* **Work to be completed**: Revise the blog post from "There are lots" to "on the deck." by putting "sieve" in place of "colander".

* **Source extract**:
I have issues with class issues, so there you go.

I recently read "a simple plan", and I felt like the author was able to nail that small town blue collar perspective perfectly, so it isn't like I am totally off the charts picky.

We are watching season two of The Riches, and I continue to love it. Minnie Driver just nails the role as the trashy, traveler mother. Despite the fact that she is a low life, drug addled criminal, you love her and feel her love for her children. The show is over the top and far fetched in many respects, but the relationship between the children and the mom is touching and authentic.

birthday cake

for some reason the photos upload backward from the order I select.

Here is the birthday cake the children and I made for Mark today.

It was a good project to kill some time early Sunday morning, and to let Mark have some peace and quiet.

He likes coconut a lot, so we made a basic yellow cake, with coconut milk, and it is frosted with apricot preserves thinned out with more coconut milk.

Those shockingly bright daisies are from a bouquet of dyed daisies (purple, blue and orange!) that Freyja picked out for me, when she and Mark brought me flowers for our wedding anniversary last Wednesday. We have now been married for ten years.
We did not, however party like it's 1999.
I just had to use that line, sorry.
The children and Rolf are listening to the magic bells sequence , in the Magic Flute, while the cake bakes.
Maxwell made the observation that his D&D story has a magic dance, that people can only stop dancing when they do the right steps, and I said, I think that is a pretty common theme, and Rolf gave the example of the magic bells... so it goes.

Freyja, and my faithful Sunbeam mixer, that I bought at an estate sale 20 years ago, for $5.

I love that it is big and yellow.


Mark's birthday is on Monday, but we are had a special dinner on Saturday.

He loves Austro-Hungarian food (or German, depending on who you ask) so Rolf & I made kase spaetzle, for dinner. Spaetzle is a hot food right now, I see it turning up all kinds of chichi menus, as well as featured in gourmet cooking magazines.

We find that pretty funny, considering it is one of the cheapest things to produce, second only to regular pasta, that doesn't contain eggs.

There are lots of recipes, but we use, just eggs and flour.

The key is to beat the hell out of it, so that it becomes very elastic, and we do it by hand, which is why it is a two man job.

You can make it just fine by pressing the batter through a colander, but we use a "spaetzle machine" which gives the signature teardrop shape, that most people are familiar with.

You can find all you ever wanted to know about spaetzle here.
The classic southern German dish is served with Swiss cheese and caramelized onions.

The onions stink the house up really badly- so much that we have considered buying a electric skillet so that we could cook the onions outside on the deck.
This is a terrible, unflattering photo of me, in which you can almost smell that stinky onion oil, that is clinging to my clothing and skin. Ewwww.

I am pressing the batter through the holes of the machine, with a little shuttle.

This is dangerous work- a few years ago, the shuttle slide off and I plunged my arm up to the elbow into the boiling water. Not good, I am more slow and cautious these days!

Rolf taking over, because I am wimpy and cannot pour the heavy batter.
and finally, making the cucumber salad, with the razor sharp slicer- like a fool that has never had her finger tip cut off (I have) I am not using the little protector device, because it gets in the way.

Saturday, May 2, 2009

Maypole dance

Last night was the big Maypole shindig!
above is our gardener putting together the big flower wreath that goes on top of the Maypole, you can see the Cob house in the background.
Freyja was super excited. Her class baked bread for the event, and I made two cakes, so there was a lot of anticipation.

In the end she was not brave enough to do the dance without Mark, so for the second year, Mark danced the Maypole dance.

Maxwell was a great sport and wore a crown of flowers!

Here I am with my boss, and another colleague, setting up.

There were about 200 people, and the event turned out really well, the only glitch was some not very finger friendly food, but people wound up eating it all anyway- with their hands!

* **Data for review**:
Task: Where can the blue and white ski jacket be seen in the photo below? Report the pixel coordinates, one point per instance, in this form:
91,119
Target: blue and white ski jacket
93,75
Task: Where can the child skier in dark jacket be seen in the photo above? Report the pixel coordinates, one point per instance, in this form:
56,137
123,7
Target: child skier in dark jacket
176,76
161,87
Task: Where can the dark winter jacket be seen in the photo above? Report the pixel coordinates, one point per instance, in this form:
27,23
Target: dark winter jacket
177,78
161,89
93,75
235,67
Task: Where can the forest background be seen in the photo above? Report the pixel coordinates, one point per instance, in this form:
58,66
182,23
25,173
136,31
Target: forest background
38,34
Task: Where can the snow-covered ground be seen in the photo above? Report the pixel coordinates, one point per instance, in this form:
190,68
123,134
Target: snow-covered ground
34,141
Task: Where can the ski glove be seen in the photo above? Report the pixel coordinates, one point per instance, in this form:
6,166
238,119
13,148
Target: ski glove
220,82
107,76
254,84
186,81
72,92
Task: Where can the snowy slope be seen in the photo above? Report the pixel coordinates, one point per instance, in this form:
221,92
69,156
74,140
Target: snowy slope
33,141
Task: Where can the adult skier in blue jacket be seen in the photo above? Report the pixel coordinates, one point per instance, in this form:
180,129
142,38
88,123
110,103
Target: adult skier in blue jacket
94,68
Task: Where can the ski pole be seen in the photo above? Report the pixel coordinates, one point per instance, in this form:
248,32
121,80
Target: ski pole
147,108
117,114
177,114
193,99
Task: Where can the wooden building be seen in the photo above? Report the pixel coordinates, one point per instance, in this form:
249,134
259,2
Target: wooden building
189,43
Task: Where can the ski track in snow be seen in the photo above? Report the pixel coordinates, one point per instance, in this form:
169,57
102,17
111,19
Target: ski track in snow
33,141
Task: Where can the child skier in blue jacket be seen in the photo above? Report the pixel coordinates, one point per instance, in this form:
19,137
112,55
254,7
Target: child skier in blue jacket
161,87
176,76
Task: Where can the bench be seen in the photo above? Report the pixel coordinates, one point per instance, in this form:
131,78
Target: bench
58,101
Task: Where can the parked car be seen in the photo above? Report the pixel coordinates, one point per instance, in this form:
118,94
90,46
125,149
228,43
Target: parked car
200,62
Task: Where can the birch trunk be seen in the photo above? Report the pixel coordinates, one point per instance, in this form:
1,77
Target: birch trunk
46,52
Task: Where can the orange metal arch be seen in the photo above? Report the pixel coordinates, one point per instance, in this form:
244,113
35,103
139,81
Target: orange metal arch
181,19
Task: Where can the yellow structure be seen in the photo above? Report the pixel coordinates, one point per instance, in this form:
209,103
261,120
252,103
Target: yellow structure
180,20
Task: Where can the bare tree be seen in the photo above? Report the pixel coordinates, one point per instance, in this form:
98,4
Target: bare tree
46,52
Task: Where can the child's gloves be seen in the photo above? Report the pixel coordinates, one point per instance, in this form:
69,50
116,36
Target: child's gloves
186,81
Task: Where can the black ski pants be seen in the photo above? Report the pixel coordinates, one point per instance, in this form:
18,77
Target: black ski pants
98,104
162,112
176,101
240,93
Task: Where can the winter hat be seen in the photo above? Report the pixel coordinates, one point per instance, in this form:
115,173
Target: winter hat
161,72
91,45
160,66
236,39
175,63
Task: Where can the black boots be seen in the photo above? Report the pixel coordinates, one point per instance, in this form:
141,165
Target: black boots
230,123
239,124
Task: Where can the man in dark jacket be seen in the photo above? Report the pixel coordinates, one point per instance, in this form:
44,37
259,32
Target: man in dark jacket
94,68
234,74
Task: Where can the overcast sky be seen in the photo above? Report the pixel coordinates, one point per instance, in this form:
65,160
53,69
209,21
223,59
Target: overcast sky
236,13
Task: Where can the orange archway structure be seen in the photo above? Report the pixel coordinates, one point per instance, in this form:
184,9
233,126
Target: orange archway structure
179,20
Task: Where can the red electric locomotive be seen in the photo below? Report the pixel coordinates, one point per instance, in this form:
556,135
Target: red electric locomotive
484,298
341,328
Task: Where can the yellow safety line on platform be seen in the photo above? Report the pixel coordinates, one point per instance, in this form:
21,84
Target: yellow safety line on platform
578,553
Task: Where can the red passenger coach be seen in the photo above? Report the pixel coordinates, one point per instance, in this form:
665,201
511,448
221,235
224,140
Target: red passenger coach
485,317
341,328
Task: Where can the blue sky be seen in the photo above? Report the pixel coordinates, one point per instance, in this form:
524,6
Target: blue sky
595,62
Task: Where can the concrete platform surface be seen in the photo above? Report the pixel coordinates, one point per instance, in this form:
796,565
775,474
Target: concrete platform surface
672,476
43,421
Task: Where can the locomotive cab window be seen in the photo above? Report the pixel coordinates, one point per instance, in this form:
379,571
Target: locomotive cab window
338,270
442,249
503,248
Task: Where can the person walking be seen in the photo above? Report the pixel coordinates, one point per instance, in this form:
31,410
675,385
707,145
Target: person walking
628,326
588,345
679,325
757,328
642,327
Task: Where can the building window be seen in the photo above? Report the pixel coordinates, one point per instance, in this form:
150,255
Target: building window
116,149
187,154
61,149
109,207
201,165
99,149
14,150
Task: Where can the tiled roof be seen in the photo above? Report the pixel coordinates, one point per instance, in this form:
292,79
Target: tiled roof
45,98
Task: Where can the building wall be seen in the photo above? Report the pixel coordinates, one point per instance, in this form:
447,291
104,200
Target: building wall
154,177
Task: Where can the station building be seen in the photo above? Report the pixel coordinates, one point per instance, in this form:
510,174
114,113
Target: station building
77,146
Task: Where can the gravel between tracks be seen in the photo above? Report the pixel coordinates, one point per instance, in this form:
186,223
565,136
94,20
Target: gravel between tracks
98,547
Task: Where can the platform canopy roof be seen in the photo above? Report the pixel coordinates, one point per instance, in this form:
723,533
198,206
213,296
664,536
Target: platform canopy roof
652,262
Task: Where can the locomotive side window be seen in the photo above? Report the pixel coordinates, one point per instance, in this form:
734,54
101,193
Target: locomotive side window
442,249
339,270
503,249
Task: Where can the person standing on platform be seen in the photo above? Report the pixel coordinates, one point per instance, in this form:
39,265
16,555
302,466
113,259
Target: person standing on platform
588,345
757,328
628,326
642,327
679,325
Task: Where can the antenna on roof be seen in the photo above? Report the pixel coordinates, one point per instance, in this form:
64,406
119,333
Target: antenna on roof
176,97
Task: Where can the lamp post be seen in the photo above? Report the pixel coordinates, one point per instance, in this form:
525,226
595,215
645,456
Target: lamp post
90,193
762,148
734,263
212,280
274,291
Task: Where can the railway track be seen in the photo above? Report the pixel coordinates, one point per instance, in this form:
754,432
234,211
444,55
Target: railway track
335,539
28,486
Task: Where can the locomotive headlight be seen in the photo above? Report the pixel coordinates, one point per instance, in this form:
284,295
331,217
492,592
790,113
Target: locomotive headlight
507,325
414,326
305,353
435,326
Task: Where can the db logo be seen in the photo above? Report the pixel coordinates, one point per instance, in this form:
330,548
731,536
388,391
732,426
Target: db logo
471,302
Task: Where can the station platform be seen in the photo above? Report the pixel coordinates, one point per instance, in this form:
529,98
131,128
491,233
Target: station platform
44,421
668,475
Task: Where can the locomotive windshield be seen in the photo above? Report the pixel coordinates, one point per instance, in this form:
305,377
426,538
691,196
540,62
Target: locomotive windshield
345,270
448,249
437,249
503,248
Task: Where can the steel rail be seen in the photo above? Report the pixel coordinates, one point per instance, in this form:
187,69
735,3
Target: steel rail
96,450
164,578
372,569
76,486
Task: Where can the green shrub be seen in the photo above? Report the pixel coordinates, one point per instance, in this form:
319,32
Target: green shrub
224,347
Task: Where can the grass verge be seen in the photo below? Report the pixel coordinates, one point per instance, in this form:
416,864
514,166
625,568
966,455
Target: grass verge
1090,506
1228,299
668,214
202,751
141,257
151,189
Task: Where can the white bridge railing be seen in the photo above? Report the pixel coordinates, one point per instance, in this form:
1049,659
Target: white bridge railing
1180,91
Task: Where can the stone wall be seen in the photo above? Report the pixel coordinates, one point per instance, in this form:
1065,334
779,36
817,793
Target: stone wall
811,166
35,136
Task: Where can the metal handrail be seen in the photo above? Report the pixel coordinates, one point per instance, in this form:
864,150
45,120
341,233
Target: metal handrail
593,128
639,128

* **Completed exercise**:
There are lots of recipes, but we use, just eggs and flour.

The key is to beat the hell out of it, so that it becomes very elastic, and we do it by hand, which is why it is a two man job.

You can make it just fine by pressing the batter through a sieve, but we use a "spaetzle machine" which gives the signature teardrop shape, that most people are familiar with.

You can find all you ever wanted to know about spaetzle here.
The classic southern German dish is served with Swiss cheese and caramelized onions.

The onions stink the house up really badly- so much that we have considered buying a electric skillet so that we could cook the onions outside on the deck.